**ЗАДАЧА:**
Повторите все данные ниже строка за строкой, без каких-либо изменений.

**ИСХОДНЫЕ ДАННЫЕ:**
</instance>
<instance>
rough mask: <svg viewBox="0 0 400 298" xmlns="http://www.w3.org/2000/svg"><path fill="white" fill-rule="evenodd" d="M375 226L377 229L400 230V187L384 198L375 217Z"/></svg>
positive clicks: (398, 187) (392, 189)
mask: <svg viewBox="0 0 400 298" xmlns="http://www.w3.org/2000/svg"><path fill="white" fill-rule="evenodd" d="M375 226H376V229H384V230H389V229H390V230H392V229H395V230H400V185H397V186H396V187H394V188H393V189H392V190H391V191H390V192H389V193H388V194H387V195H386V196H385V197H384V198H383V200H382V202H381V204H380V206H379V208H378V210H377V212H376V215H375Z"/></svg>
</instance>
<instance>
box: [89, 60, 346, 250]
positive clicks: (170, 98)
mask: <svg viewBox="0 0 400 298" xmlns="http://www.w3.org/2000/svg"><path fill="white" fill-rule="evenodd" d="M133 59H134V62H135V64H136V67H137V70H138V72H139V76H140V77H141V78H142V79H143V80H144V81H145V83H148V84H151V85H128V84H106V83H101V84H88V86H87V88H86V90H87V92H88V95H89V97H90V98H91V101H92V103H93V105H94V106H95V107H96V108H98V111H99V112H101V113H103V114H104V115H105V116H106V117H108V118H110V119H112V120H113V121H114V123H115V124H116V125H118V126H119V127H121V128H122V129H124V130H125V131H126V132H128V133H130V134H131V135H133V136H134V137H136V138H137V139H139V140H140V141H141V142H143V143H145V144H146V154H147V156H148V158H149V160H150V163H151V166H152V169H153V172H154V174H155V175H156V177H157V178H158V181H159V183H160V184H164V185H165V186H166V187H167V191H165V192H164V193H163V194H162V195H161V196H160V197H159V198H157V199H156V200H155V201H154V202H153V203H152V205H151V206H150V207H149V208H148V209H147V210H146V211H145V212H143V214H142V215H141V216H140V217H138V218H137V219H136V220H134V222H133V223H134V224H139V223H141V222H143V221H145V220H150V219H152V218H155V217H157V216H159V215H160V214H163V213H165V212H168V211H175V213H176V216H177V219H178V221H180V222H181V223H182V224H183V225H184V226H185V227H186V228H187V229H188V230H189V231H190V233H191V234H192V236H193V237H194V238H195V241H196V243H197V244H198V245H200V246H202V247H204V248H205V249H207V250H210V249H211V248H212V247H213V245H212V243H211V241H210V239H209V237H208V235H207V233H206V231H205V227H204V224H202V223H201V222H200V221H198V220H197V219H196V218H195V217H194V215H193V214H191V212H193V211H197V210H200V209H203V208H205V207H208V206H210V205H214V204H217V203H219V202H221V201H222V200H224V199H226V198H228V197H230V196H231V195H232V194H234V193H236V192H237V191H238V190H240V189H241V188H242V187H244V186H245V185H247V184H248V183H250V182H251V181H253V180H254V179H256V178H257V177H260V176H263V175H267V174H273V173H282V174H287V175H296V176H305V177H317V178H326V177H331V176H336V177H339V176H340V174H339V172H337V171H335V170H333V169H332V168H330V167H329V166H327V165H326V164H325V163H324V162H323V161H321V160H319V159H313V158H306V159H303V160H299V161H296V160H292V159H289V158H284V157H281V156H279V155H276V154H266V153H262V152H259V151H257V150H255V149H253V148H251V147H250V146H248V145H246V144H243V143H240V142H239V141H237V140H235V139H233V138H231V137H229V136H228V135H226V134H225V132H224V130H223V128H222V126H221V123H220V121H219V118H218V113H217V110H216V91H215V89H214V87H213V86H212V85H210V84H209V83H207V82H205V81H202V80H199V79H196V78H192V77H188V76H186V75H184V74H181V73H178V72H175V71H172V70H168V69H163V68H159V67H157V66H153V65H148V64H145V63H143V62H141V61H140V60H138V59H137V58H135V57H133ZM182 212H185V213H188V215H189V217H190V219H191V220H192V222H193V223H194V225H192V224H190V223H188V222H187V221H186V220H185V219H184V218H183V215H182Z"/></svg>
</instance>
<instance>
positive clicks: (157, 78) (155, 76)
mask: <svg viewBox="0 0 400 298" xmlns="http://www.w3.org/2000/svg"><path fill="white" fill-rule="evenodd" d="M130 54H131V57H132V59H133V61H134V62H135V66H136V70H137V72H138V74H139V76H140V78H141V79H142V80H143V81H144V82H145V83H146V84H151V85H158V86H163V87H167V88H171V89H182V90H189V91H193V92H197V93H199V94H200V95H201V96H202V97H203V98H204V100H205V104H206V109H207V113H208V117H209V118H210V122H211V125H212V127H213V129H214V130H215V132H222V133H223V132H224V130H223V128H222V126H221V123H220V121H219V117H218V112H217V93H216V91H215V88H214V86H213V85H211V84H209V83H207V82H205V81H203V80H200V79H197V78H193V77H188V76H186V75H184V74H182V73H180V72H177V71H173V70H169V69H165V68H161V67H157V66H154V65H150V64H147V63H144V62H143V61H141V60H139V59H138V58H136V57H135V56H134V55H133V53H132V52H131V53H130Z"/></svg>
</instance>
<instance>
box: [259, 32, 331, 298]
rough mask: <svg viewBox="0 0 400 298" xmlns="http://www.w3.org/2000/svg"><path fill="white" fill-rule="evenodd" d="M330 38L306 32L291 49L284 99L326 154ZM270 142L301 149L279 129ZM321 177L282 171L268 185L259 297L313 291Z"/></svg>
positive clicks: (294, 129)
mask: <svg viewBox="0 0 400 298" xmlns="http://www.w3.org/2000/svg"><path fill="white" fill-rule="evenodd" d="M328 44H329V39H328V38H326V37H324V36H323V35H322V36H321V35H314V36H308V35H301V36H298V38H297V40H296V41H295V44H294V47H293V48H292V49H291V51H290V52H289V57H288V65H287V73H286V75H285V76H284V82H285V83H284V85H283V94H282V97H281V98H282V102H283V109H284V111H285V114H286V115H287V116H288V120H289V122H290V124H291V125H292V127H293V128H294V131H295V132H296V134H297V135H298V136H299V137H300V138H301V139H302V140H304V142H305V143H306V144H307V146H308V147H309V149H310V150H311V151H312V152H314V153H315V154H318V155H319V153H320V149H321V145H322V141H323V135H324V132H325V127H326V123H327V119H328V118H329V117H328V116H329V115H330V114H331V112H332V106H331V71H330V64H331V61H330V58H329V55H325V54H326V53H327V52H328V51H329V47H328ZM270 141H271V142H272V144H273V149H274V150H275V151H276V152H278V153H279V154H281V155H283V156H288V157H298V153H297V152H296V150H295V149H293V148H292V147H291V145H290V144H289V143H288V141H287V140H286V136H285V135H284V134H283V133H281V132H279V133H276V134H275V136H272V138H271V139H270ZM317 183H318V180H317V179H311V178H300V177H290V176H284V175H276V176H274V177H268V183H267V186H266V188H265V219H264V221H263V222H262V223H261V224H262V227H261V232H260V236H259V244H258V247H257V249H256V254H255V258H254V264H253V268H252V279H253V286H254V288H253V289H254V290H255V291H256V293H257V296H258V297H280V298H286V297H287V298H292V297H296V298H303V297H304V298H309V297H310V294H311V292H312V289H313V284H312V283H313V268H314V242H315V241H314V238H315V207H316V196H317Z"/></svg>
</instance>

**РЕЗУЛЬТАТ ВЫПОЛНЕНИЯ:**
</instance>
<instance>
rough mask: <svg viewBox="0 0 400 298" xmlns="http://www.w3.org/2000/svg"><path fill="white" fill-rule="evenodd" d="M375 226L377 229L400 230V187L384 198L375 217Z"/></svg>
positive clicks: (398, 187) (392, 189)
mask: <svg viewBox="0 0 400 298" xmlns="http://www.w3.org/2000/svg"><path fill="white" fill-rule="evenodd" d="M375 226H376V229H384V230H389V229H390V230H392V229H395V230H400V185H397V186H396V187H394V188H393V189H392V190H391V191H390V192H389V193H388V194H387V195H386V196H385V197H384V198H383V200H382V202H381V204H380V206H379V208H378V210H377V212H376V215H375Z"/></svg>
</instance>
<instance>
box: [89, 60, 346, 250]
positive clicks: (170, 98)
mask: <svg viewBox="0 0 400 298" xmlns="http://www.w3.org/2000/svg"><path fill="white" fill-rule="evenodd" d="M133 59H134V62H135V64H136V67H137V70H138V72H139V76H140V77H141V78H142V79H143V80H144V81H145V83H148V84H151V85H128V84H106V83H101V84H88V86H87V88H86V90H87V92H88V95H89V97H90V98H91V101H92V103H93V105H94V106H95V107H96V108H98V111H99V112H101V113H103V114H104V115H105V116H106V117H108V118H110V119H112V120H113V121H114V123H115V124H116V125H118V126H119V127H121V128H122V129H124V130H125V131H126V132H128V133H130V134H131V135H133V136H134V137H136V138H137V139H139V140H140V141H141V142H143V143H145V144H146V154H147V156H148V158H149V160H150V163H151V166H152V169H153V172H154V174H155V175H156V177H157V178H158V181H159V183H160V184H164V185H165V186H166V187H167V191H165V192H164V193H163V194H162V195H161V196H160V197H159V198H157V199H156V200H155V201H154V202H153V203H152V205H151V206H150V207H149V208H148V209H147V210H146V211H145V212H143V214H142V215H141V216H140V217H138V218H137V219H136V220H134V222H133V223H134V224H139V223H141V222H143V221H145V220H150V219H152V218H155V217H157V216H159V215H160V214H163V213H165V212H168V211H175V213H176V216H177V219H178V221H180V222H181V223H182V224H183V225H184V226H185V227H186V228H187V229H188V230H189V231H190V233H191V234H192V236H193V237H194V238H195V241H196V243H197V244H198V245H200V246H202V247H204V248H205V249H207V250H210V249H211V248H212V247H213V245H212V243H211V241H210V239H209V237H208V235H207V233H206V231H205V227H204V224H202V223H201V222H200V221H198V220H197V219H196V218H195V217H194V215H193V214H191V212H193V211H197V210H200V209H203V208H205V207H208V206H210V205H214V204H217V203H219V202H221V201H222V200H224V199H226V198H228V197H230V196H231V195H232V194H234V193H236V192H237V191H238V190H240V189H241V188H242V187H244V186H245V185H247V184H248V183H250V182H251V181H253V180H254V179H256V178H257V177H260V176H263V175H267V174H273V173H282V174H287V175H296V176H305V177H317V178H326V177H331V176H336V177H339V176H340V174H339V172H337V171H335V170H333V169H332V168H330V167H329V166H327V165H326V164H325V163H324V162H323V161H321V160H319V159H313V158H306V159H303V160H299V161H296V160H292V159H289V158H284V157H281V156H279V155H276V154H266V153H262V152H259V151H257V150H255V149H253V148H251V147H250V146H248V145H246V144H243V143H240V142H239V141H237V140H235V139H233V138H231V137H229V136H228V135H226V134H225V132H224V130H223V128H222V126H221V123H220V121H219V118H218V113H217V110H216V91H215V89H214V87H213V86H212V85H210V84H209V83H207V82H205V81H202V80H199V79H196V78H192V77H188V76H186V75H184V74H181V73H178V72H175V71H172V70H168V69H163V68H159V67H157V66H153V65H148V64H145V63H143V62H141V61H140V60H138V59H137V58H135V57H133ZM182 212H185V213H188V215H189V217H190V219H191V220H192V222H193V223H194V225H192V224H190V223H188V222H187V221H186V220H185V219H184V218H183V215H182Z"/></svg>
</instance>
<instance>
positive clicks: (157, 78) (155, 76)
mask: <svg viewBox="0 0 400 298" xmlns="http://www.w3.org/2000/svg"><path fill="white" fill-rule="evenodd" d="M130 54H131V57H132V59H133V61H134V62H135V66H136V70H137V72H138V74H139V76H140V78H141V79H142V80H143V81H144V82H145V83H146V84H151V85H158V86H163V87H167V88H171V89H182V90H189V91H193V92H197V93H199V94H200V95H201V96H202V97H203V98H204V100H205V104H206V109H207V113H208V117H209V118H210V122H211V125H212V127H213V129H214V130H215V132H222V133H223V132H224V130H223V128H222V126H221V123H220V121H219V117H218V112H217V93H216V91H215V88H214V86H213V85H211V84H209V83H207V82H205V81H203V80H200V79H197V78H193V77H188V76H186V75H184V74H182V73H180V72H177V71H173V70H169V69H165V68H161V67H157V66H154V65H150V64H147V63H144V62H143V61H141V60H139V59H138V58H136V57H135V56H134V55H133V53H132V52H131V53H130Z"/></svg>
</instance>
<instance>
box: [259, 32, 331, 298]
rough mask: <svg viewBox="0 0 400 298" xmlns="http://www.w3.org/2000/svg"><path fill="white" fill-rule="evenodd" d="M330 38L306 32L291 49L284 99L326 154ZM270 142L301 149L279 129ZM321 177L282 171L268 185L259 297L313 291Z"/></svg>
positive clicks: (294, 129)
mask: <svg viewBox="0 0 400 298" xmlns="http://www.w3.org/2000/svg"><path fill="white" fill-rule="evenodd" d="M328 44H329V39H328V38H326V37H324V36H323V35H322V36H321V35H314V36H308V35H301V36H298V38H297V40H296V41H295V44H294V47H293V48H292V49H291V51H290V52H289V57H288V65H287V73H286V75H285V76H284V82H285V83H284V85H283V94H282V97H281V98H282V102H283V109H284V111H285V114H286V115H287V116H288V120H289V122H290V124H291V125H292V127H293V128H294V131H295V132H296V134H297V135H298V136H299V137H300V138H301V139H302V140H304V142H305V143H306V144H307V146H308V147H309V149H310V150H311V151H312V152H314V153H315V154H318V155H319V153H320V149H321V145H322V141H323V135H324V132H325V127H326V123H327V119H328V118H329V117H328V116H329V115H330V114H331V112H332V106H331V71H330V64H331V61H330V58H329V55H325V54H326V53H327V52H328V51H329V47H328ZM270 141H271V142H272V144H273V149H274V150H275V151H276V152H278V153H279V154H281V155H283V156H288V157H298V153H297V152H296V150H295V149H293V148H292V147H291V145H290V144H289V143H288V141H287V140H286V136H285V135H284V134H283V133H281V132H279V133H276V134H275V136H272V138H271V139H270ZM317 183H318V180H317V179H311V178H300V177H290V176H284V175H276V176H274V177H268V183H267V186H266V188H265V219H264V221H263V222H262V223H261V224H262V227H261V232H260V236H259V244H258V247H257V249H256V254H255V258H254V264H253V268H252V279H253V286H254V288H253V289H254V290H255V291H256V293H257V296H258V297H280V298H286V297H287V298H292V297H296V298H303V297H304V298H309V297H310V294H311V292H312V289H313V284H312V283H313V268H314V242H315V241H314V238H315V207H316V196H317Z"/></svg>
</instance>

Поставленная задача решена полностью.